Work to be completed
An exact reproduction of each record is required.

== Data supplied ==

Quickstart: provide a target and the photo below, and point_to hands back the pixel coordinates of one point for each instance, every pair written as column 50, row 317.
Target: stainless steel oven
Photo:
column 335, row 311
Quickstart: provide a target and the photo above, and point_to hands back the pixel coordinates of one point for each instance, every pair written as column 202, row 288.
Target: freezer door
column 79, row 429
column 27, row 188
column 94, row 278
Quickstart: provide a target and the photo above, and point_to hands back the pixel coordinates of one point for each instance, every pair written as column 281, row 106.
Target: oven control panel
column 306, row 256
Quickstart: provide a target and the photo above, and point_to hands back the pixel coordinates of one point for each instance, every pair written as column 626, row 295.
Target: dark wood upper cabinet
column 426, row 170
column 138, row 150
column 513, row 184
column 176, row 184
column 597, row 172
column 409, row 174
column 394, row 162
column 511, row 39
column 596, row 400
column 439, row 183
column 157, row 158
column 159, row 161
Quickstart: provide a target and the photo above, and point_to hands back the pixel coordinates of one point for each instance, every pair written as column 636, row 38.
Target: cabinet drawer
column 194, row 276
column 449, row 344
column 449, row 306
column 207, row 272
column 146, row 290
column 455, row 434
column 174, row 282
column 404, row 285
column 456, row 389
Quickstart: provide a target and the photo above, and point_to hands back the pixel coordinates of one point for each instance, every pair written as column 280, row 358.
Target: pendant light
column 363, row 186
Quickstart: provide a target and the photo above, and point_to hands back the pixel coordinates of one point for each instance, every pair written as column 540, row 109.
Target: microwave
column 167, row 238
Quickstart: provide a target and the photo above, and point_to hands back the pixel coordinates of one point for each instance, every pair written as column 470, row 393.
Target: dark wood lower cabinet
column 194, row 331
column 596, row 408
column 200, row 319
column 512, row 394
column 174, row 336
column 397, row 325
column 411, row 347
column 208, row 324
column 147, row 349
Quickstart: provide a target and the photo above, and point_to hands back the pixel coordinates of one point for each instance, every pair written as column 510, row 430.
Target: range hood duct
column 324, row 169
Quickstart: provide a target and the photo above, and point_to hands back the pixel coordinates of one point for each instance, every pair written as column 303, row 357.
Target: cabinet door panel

===

Solution to this problem
Quickstart: provide a target and the photo below, and point_to hands back the pixel coordinates of one point for each instance, every pair written as column 50, row 317.
Target: stainless steel oven
Photo:
column 335, row 311
Quickstart: provide a target and the photo above, and point_to hands back the pixel coordinates of one point for each instance, every pair written as column 202, row 288.
Target: freezer door
column 79, row 429
column 27, row 188
column 94, row 278
Quickstart: provide a target and the photo above, and point_to hands back the pixel coordinates of one point for each instance, every pair written as column 281, row 106.
Target: oven control panel
column 306, row 256
Quickstart: provide a target and the photo above, and point_to hands back the pixel coordinates of one point for each instance, every pair written as column 626, row 295.
Target: dark wood upper cabinet
column 426, row 170
column 138, row 150
column 513, row 184
column 176, row 184
column 597, row 172
column 409, row 174
column 394, row 162
column 511, row 39
column 596, row 400
column 439, row 183
column 157, row 158
column 159, row 161
Quickstart: provide a target and the photo above, and point_to hands back the pixel coordinates of one point for each instance, every pair written as column 636, row 38.
Target: cabinet drawer
column 194, row 276
column 449, row 344
column 449, row 306
column 207, row 272
column 146, row 290
column 455, row 434
column 174, row 282
column 404, row 285
column 456, row 389
Quickstart: provide a target and the photo above, and point_to hands back the pixel coordinates of one point for each instance, every pair written as column 280, row 358.
Target: pendant light
column 363, row 186
Quickstart: provide a target and the photo above, and point_to hands back the pixel coordinates of one point for each instance, every pair written as column 540, row 109.
Target: microwave
column 167, row 238
Quickstart: provide a target and the photo above, and point_to hands back the pixel coordinates of one point for each instance, every pair written as column 470, row 393.
Target: dark wood lower cabinet
column 194, row 331
column 596, row 408
column 200, row 319
column 512, row 394
column 174, row 336
column 397, row 325
column 411, row 347
column 208, row 324
column 147, row 349
Quickstart: provide a target and the photo above, and point_to hands back the pixel coordinates of one point for each instance, every pair written as column 510, row 430.
Target: range hood duct
column 324, row 169
Quickstart: provide a target and the photo above, and point_to hands back the pixel coordinates of one point for each instance, every pair written as column 303, row 357.
Target: cabinet door panel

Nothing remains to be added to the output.